• [Your task]
Put the lines of the items below into a Markdown table with two columns, "Row" and "Line": the first numbers each row, the second holds the line. Leave out blank lines.

— START OF Data supplied —

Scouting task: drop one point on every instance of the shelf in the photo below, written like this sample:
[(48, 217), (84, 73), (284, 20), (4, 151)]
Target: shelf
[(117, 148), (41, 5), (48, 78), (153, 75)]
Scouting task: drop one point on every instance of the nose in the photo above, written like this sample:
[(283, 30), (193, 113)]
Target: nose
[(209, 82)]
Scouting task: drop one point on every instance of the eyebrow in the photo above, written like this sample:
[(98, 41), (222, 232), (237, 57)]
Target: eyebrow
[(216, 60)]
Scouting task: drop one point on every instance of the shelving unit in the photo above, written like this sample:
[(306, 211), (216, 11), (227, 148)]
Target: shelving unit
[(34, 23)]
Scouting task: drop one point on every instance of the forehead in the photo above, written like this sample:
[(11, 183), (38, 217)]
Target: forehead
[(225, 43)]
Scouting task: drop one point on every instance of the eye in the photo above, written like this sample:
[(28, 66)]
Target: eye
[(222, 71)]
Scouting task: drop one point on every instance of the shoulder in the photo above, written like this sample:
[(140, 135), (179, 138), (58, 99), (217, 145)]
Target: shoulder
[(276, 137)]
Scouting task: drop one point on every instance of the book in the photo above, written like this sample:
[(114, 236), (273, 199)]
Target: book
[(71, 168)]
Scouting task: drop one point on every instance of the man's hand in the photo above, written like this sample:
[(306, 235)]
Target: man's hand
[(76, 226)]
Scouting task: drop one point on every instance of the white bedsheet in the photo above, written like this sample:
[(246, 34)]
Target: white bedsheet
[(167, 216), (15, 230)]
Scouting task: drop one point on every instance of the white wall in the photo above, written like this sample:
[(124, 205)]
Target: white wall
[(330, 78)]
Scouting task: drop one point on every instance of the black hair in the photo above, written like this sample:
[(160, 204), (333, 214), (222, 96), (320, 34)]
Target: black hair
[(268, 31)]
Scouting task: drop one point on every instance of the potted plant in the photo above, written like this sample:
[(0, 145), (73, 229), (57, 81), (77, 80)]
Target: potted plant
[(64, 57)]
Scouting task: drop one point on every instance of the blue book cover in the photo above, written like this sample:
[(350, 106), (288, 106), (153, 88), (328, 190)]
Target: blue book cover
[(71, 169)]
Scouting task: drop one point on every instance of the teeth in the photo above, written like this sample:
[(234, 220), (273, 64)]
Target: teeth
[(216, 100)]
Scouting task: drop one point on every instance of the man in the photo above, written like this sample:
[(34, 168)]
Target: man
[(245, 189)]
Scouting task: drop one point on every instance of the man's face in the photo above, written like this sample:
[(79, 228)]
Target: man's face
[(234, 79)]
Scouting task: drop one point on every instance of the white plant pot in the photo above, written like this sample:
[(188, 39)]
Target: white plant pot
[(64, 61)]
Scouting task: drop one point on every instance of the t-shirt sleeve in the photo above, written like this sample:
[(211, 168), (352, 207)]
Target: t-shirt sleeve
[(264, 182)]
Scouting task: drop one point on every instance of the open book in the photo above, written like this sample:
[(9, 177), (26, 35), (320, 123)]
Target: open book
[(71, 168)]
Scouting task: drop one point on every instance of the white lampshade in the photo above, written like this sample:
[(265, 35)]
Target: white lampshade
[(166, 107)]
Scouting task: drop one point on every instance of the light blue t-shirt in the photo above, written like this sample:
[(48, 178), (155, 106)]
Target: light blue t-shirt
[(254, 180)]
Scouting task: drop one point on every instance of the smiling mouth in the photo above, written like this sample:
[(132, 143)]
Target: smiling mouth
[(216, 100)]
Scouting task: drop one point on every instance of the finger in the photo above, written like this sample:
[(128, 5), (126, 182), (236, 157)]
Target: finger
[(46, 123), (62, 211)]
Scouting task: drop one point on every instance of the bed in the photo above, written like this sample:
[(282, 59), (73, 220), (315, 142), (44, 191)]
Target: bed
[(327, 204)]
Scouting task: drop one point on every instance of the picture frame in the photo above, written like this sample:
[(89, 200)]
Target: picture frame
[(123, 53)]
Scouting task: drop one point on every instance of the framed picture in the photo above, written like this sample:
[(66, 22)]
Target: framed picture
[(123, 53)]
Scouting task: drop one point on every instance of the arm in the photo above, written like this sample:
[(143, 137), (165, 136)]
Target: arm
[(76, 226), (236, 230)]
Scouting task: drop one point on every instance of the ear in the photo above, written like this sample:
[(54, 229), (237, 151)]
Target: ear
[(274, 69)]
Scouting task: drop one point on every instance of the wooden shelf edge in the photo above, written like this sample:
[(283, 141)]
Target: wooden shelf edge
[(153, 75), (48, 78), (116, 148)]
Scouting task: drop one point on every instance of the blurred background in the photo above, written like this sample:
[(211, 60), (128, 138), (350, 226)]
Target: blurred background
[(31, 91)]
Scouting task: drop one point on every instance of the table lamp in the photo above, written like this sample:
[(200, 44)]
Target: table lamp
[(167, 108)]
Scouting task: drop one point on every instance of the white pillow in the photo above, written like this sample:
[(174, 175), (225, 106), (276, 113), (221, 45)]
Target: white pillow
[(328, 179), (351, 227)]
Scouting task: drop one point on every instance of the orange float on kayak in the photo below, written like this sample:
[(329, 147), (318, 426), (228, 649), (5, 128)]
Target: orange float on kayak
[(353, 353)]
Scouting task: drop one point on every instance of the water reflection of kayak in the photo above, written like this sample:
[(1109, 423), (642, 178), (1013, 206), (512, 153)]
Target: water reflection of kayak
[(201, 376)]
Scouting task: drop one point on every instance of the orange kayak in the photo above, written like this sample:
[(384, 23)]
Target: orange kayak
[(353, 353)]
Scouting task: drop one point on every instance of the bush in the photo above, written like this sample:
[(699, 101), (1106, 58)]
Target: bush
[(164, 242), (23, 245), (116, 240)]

— END OF Data supplied —

• [Answer for this exercise]
| Row | Line |
|---|---|
| 1 | Scouting task: drop one point on every instance of the shelf in the photo below, written like this sample: |
| 2 | [(48, 217), (84, 73), (284, 20), (4, 151)] |
| 3 | Target: shelf |
| 4 | [(117, 148), (41, 5), (48, 78), (153, 75)] |
| 5 | Scouting task: drop one point on every instance of the nose in the photo above, written like this sample: |
| 6 | [(283, 30), (193, 113)] |
| 7 | Target: nose |
| 8 | [(209, 82)] |
| 9 | Scouting task: drop one point on every instance of the eyebrow in the photo above, written like this sample: |
| 10 | [(98, 41), (222, 232), (237, 57)] |
| 11 | Target: eyebrow |
| 12 | [(216, 60)] |
| 13 | Scouting task: drop one point on every instance of the shelving unit in the photo above, written like this sample: |
| 14 | [(306, 211), (216, 11), (227, 148)] |
| 15 | Target: shelving unit |
| 16 | [(34, 23)] |
| 17 | Scouting task: drop one point on every instance of the forehead in the photo above, written like this sample: |
| 18 | [(11, 183), (38, 217)] |
| 19 | Target: forehead |
| 20 | [(225, 43)] |
| 21 | Scouting task: drop one point on every instance of the eye in the photo above, written like this sample: |
| 22 | [(28, 66)] |
| 23 | Target: eye |
| 24 | [(222, 71)] |
| 25 | Scouting task: drop one point on every instance of the shoulder in the photo above, written like this sample: |
| 26 | [(140, 135), (179, 138), (58, 99), (217, 145)] |
| 27 | Target: shoulder |
| 28 | [(276, 137)] |
| 29 | Scouting task: drop one point on every instance of the book in the photo above, written like this sample: |
| 30 | [(114, 236), (273, 199)] |
| 31 | Target: book |
| 32 | [(71, 168)] |
| 33 | Scouting task: drop one point on every instance of the man's hand in the photo above, written like this sample: |
| 34 | [(306, 235)] |
| 35 | Target: man's hand |
| 36 | [(76, 226)] |
| 37 | Scouting task: drop one point on every instance of the white bedsheet in the photo above, written like this sample: |
| 38 | [(246, 34)] |
| 39 | Target: white bedsheet |
| 40 | [(167, 216), (15, 230)] |
| 41 | Scouting task: drop one point on every instance of the white wall in the photo above, written like this sample: |
| 42 | [(124, 205)] |
| 43 | Target: white wall |
| 44 | [(330, 78)] |
| 45 | Scouting task: drop one point on every instance of the black hair in the photo above, written like this sample: |
| 46 | [(160, 204), (333, 214), (222, 96), (320, 34)] |
| 47 | Target: black hair |
| 48 | [(268, 31)] |
| 49 | Scouting task: drop one point on every instance of the potted plant in the photo above, written like this sample: |
| 50 | [(0, 145), (73, 229), (57, 81), (77, 80)] |
| 51 | Target: potted plant |
| 52 | [(64, 57)] |
| 53 | Scouting task: drop one point on every instance of the blue book cover in the photo above, written like this sample: |
| 54 | [(350, 106), (288, 106), (153, 88), (328, 190)] |
| 55 | Target: blue book cover |
| 56 | [(71, 169)] |
| 57 | Scouting task: drop one point on every instance of the teeth in the photo above, written like this sample: |
| 58 | [(234, 220), (273, 64)] |
| 59 | Target: teeth |
| 60 | [(216, 100)] |
| 61 | Scouting task: drop one point on every instance of the man in the photo above, written like this sample: |
| 62 | [(34, 168)] |
| 63 | Target: man |
| 64 | [(245, 189)] |
| 65 | Scouting task: drop one point on every instance of the man's face in the photo above, written like this sample: |
| 66 | [(79, 228)] |
| 67 | Target: man's face |
| 68 | [(234, 79)] |
| 69 | Scouting task: drop one point on every instance of the white plant pot in the photo above, written like this sample: |
| 70 | [(188, 39)] |
| 71 | Target: white plant pot |
| 72 | [(64, 61)] |
| 73 | Scouting task: drop one point on every instance of the t-shirt sleeve in the photo above, written like this sample: |
| 74 | [(211, 168), (352, 207)] |
| 75 | Target: t-shirt sleeve |
| 76 | [(264, 182)] |
| 77 | Scouting task: drop one point on every instance of the open book in the photo above, written like this sample: |
| 78 | [(9, 177), (26, 35), (320, 123)] |
| 79 | Target: open book |
| 80 | [(71, 168)] |
| 81 | Scouting task: drop one point on every instance of the white lampshade in the photo above, written like this sample: |
| 82 | [(265, 35)] |
| 83 | Target: white lampshade |
| 84 | [(166, 107)] |
| 85 | Scouting task: drop one point on every instance of the light blue t-shirt in the photo above, written like this sample: |
| 86 | [(48, 178), (155, 106)] |
| 87 | Target: light blue t-shirt |
| 88 | [(254, 180)] |
| 89 | Scouting task: drop one point on every instance of the smiling mouth in the photo above, written like this sample: |
| 90 | [(132, 143)] |
| 91 | Target: smiling mouth |
| 92 | [(216, 100)] |
| 93 | Scouting task: drop one point on every instance of the finger in the photo above, written like this sample: |
| 94 | [(128, 5), (126, 182), (236, 157)] |
| 95 | Target: finger |
| 96 | [(46, 123), (62, 211)] |
| 97 | Scouting task: drop one point on every instance of the bed in the photo above, written like this sample: |
| 98 | [(282, 59), (73, 220), (315, 142), (44, 191)] |
| 99 | Target: bed |
| 100 | [(327, 204)] |
| 101 | Scouting task: drop one point on every instance of the picture frame in the photo above, written like this sample: |
| 102 | [(89, 200)] |
| 103 | Target: picture frame |
| 104 | [(123, 53)] |
| 105 | Scouting task: drop one point on every instance of the framed picture in the photo above, written like this sample: |
| 106 | [(66, 22)] |
| 107 | Target: framed picture |
| 108 | [(123, 53)] |
| 109 | Scouting task: drop one point on every instance of the arm in the photo above, written like this sample: |
| 110 | [(143, 137), (165, 136)] |
| 111 | Target: arm |
| 112 | [(76, 226), (236, 230)] |
| 113 | Scouting task: drop one point on every instance of the ear in the photo above, written like this sample: |
| 114 | [(54, 229), (237, 151)] |
| 115 | Target: ear |
| 116 | [(274, 69)] |
| 117 | Scouting task: drop one point on every instance of the wooden shelf edge in the photo above, written like this sample: |
| 118 | [(283, 141)] |
| 119 | Target: wooden shelf edge |
| 120 | [(153, 75), (48, 78), (116, 148)] |
| 121 | Scouting task: drop one point on every instance of the blurred background in the photo above, written like this sample: |
| 122 | [(211, 60), (128, 138), (350, 226)] |
| 123 | Target: blurred background |
| 124 | [(31, 91)] |
| 125 | Scouting task: drop one point on every instance of the table lamp in the photo above, written like this sample: |
| 126 | [(200, 44)] |
| 127 | Target: table lamp |
| 128 | [(167, 108)] |
| 129 | Scouting task: drop one point on every instance of the white pillow in the photo above, written like this sample: |
| 130 | [(174, 175), (225, 106), (276, 113), (221, 45)] |
| 131 | Target: white pillow |
| 132 | [(328, 179), (351, 227)] |
| 133 | Scouting task: drop one point on every instance of the orange float on kayak in the photo below, written like this sample: |
| 134 | [(329, 147), (318, 426), (228, 649), (5, 128)] |
| 135 | Target: orange float on kayak |
| 136 | [(353, 353)] |
| 137 | Scouting task: drop one point on every instance of the water reflection of kayak in the photo above, written like this sample: |
| 138 | [(1109, 423), (642, 178), (1013, 206), (512, 153)] |
| 139 | Target: water reflection of kayak |
| 140 | [(201, 376)] |
| 141 | Scouting task: drop one point on every instance of the orange kayak in the photo above, written like this sample: |
| 142 | [(384, 23)] |
| 143 | Target: orange kayak |
| 144 | [(353, 353)] |
| 145 | Scouting task: drop one point on every instance of the bush in the photo above, written like this sample: |
| 146 | [(699, 101), (1106, 58)] |
| 147 | Target: bush |
| 148 | [(164, 242), (23, 245), (116, 240)] |